## TASK TO COMPLETE
Each line of the data must be set down again without a single difference.

## TASK DATA
---------------
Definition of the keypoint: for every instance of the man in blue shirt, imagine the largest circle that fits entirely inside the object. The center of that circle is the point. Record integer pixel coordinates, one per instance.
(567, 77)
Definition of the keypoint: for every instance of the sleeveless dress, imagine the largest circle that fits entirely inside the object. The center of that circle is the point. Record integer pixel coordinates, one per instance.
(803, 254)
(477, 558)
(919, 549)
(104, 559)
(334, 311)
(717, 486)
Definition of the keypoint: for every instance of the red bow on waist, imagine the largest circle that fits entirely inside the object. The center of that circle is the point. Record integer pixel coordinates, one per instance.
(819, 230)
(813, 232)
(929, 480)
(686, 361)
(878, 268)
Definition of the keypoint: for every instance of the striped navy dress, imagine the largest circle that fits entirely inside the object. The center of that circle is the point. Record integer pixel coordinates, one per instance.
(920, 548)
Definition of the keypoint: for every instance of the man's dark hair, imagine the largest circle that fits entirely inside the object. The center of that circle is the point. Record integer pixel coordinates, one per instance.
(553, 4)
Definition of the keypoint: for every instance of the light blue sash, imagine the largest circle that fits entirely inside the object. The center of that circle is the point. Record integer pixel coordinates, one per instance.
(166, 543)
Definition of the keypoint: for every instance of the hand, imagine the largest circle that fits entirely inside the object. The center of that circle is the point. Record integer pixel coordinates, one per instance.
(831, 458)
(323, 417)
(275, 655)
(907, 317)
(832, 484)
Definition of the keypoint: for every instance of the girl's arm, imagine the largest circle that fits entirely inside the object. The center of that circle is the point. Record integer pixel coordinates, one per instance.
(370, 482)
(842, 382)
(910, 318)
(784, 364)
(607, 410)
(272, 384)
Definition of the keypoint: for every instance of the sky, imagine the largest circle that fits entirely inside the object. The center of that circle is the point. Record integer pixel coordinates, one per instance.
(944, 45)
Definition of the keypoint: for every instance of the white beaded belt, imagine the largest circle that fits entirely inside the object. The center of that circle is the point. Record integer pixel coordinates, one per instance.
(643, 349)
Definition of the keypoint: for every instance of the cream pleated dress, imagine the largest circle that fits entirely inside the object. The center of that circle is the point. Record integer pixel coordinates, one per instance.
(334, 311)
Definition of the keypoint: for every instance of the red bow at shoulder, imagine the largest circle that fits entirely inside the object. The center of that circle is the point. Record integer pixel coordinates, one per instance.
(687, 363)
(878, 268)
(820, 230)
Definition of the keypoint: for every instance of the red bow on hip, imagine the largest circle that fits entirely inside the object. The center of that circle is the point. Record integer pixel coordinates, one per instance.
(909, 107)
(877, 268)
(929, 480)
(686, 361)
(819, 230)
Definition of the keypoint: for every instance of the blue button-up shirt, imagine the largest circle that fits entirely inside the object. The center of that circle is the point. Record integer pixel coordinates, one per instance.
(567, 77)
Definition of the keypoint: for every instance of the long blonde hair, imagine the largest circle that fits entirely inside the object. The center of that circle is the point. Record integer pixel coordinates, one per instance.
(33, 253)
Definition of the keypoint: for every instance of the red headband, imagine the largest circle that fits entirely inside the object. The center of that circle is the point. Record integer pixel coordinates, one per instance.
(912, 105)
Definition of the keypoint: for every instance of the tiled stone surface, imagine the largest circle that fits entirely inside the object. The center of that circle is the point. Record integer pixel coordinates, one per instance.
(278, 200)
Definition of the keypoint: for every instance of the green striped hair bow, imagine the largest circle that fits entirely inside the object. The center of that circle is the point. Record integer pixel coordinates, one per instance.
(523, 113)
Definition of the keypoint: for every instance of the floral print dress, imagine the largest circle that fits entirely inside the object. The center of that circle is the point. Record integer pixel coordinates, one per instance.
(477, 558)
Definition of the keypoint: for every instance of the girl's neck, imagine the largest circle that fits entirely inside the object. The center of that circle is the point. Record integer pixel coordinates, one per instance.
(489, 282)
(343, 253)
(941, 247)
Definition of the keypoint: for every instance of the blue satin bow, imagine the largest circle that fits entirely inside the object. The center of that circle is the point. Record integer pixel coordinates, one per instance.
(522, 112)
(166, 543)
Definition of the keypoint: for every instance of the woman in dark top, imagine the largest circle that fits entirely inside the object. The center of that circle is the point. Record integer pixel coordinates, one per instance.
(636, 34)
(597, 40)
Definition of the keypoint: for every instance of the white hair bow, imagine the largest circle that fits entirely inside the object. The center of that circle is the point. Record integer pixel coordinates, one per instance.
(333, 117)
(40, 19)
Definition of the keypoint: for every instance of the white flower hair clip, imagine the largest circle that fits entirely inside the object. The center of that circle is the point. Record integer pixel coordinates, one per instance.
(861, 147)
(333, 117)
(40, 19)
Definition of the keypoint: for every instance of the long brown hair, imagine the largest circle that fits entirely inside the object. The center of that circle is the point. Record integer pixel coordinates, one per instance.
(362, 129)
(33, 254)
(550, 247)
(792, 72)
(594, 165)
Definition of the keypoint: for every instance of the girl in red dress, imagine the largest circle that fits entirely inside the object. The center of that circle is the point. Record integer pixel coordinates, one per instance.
---------------
## YOUR RESPONSE
Definition of the keypoint: for every instance of the man in blue shirt, imagine the largest circle that fits entirely inside the object. The center of that circle is the point. Record integer pixel coordinates, one per instance.
(567, 77)
Definition of the keypoint: for every instance of the sleeveless dress, imagine the largest circle that fits entirely inside the object. The center of that circle is the point. Record integer pixel coordinates, one per instance.
(803, 254)
(477, 558)
(919, 549)
(104, 559)
(334, 311)
(717, 486)
Definition of the keypoint: for every instance of the red bow on waist, imagine the largest circle that fits entirely inside the object. The center of that circle is the point. Record integer pixel coordinates, one per instance.
(819, 230)
(813, 232)
(929, 480)
(686, 361)
(878, 268)
Definition of the keypoint: for every instance of the striped navy dress, imagine the largest circle that fits entirely inside the object. The center of that circle is the point. Record integer pixel coordinates, one per instance.
(920, 548)
Definition of the keypoint: for every instance of the man's dark hair, imagine the largest circle that fits entirely inside the object. The center of that circle is the point. Record integer pixel coordinates, one per instance.
(553, 4)
Definition of the keypoint: for every instance of the light blue sash, imagine the largest circle that fits entirely inside the object. The center of that circle is the point. Record integer pixel coordinates, one per instance.
(166, 543)
Definition of the keypoint: for every instance of the hand, imagine the largest circle that fits entirely inside the object. The center of that circle is the point. Record integer pixel coordinates, one per instance.
(831, 458)
(323, 417)
(275, 655)
(907, 317)
(832, 484)
Definition of the keypoint: for every instance of the girl's arm, imagine the largest circle that fits entirely inside the object. The center of that circle is the point. Record integer pixel coordinates, one per instance.
(370, 482)
(842, 382)
(910, 318)
(784, 364)
(607, 410)
(272, 384)
Definition of the keypoint: for every instance of the sky, imagine the largest circle that fits entirely inside the object. The center of that circle is the point. Record integer pixel coordinates, one per instance.
(944, 45)
Definition of the keypoint: for every instance of the white beaded belt, imagine the largest circle that fits entirely inside the object. The center of that circle is the point. Record integer pixel coordinates, one per instance.
(643, 349)
Definition of the keypoint: for every instance of the cream pleated dress, imagine the largest circle that fits entirely inside the object. The center of that circle is the point. Record integer pixel coordinates, one per instance.
(334, 311)
Definition of the keypoint: for every instance of the red bow at shoulder, imagine the largest circle that fits entirely inside the object. The center of that circle is the point. Record integer pixel coordinates, one per instance.
(687, 363)
(878, 268)
(820, 230)
Definition of the keypoint: for every instance of the red bow on hip, imagine the largest circle that fits entirely inside the object. The center of that circle is the point. Record integer pixel coordinates, one per instance.
(909, 107)
(877, 268)
(929, 480)
(686, 361)
(819, 230)
Definition of the keypoint: for every instance of the blue button-up shirt, imagine the largest circle that fits entirely inside the object. The center of that circle is the point. Record integer pixel coordinates, one per instance.
(567, 77)
Definition of the keypoint: for every instance of the long blonde hair, imagine the largest circle that fits entirely inside the object. The center of that circle is the point. Record integer pixel coordinates, one per instance.
(33, 253)
Definition of the keypoint: for every instance of the red headband, imagine the largest circle that fits entirely inside the object. The center of that circle is the point. Record integer pixel coordinates, one per instance.
(912, 105)
Definition of the keypoint: for every instance of the tiled stone surface, imagine the largest circle that fits entirely inside the object. The center of that circle is the point. Record integer pixel coordinates, one per instance.
(278, 200)
Definition of the keypoint: for every instance of the green striped hair bow, imagine the largest circle that fits entirely inside the object. The center of that circle is the point. Record integer pixel coordinates, one per instance.
(523, 113)
Definition of the keypoint: for every instance of the floral print dress, imagine the largest circle that fits entirely inside the object. The center of that circle is the point. Record integer pixel coordinates, one per instance.
(477, 558)
Definition of the keypoint: for every instance of the girl's neck, imagine the largest circle that fits entirely inside the object. The center of that circle is the point. Record integer pixel coordinates, one per instance.
(489, 282)
(343, 253)
(941, 247)
Definition of the keypoint: for every instance of the blue satin bow, imagine the largest circle that fits entirely inside the object. The center of that circle is the point. Record integer pixel coordinates, one per instance.
(522, 112)
(166, 543)
Definition of the keypoint: for every instance of the woman in dark top, imagine the largest circle that fits entirely inside the object. The center of that circle is the point. Record integer pixel coordinates, one per instance.
(636, 34)
(597, 40)
Definition of the keypoint: for every instance of the white hair bow, imagine the largest circle that fits entirely inside the object. The center of that circle is the point. Record integer pixel coordinates, one per instance.
(333, 117)
(40, 19)
Definition of the keypoint: for every instance of the white flower hair clip, imagine the largest circle that fits entirely inside the object. The center of that circle is the point. Record integer pixel coordinates, one per instance.
(861, 147)
(333, 117)
(40, 19)
Definition of the keypoint: for every instance of the long brown hair, imagine the largest circle that fits entirely inside the object. The center of that circle is the point. Record integer pixel coordinates, one per instance.
(362, 129)
(33, 254)
(550, 247)
(792, 72)
(594, 165)
Definition of the keypoint: for every instance of the girl in red dress, imagine the largest circle that fits entirely inside the object. The center of that circle is the point. Record integer pixel coordinates, one per instance.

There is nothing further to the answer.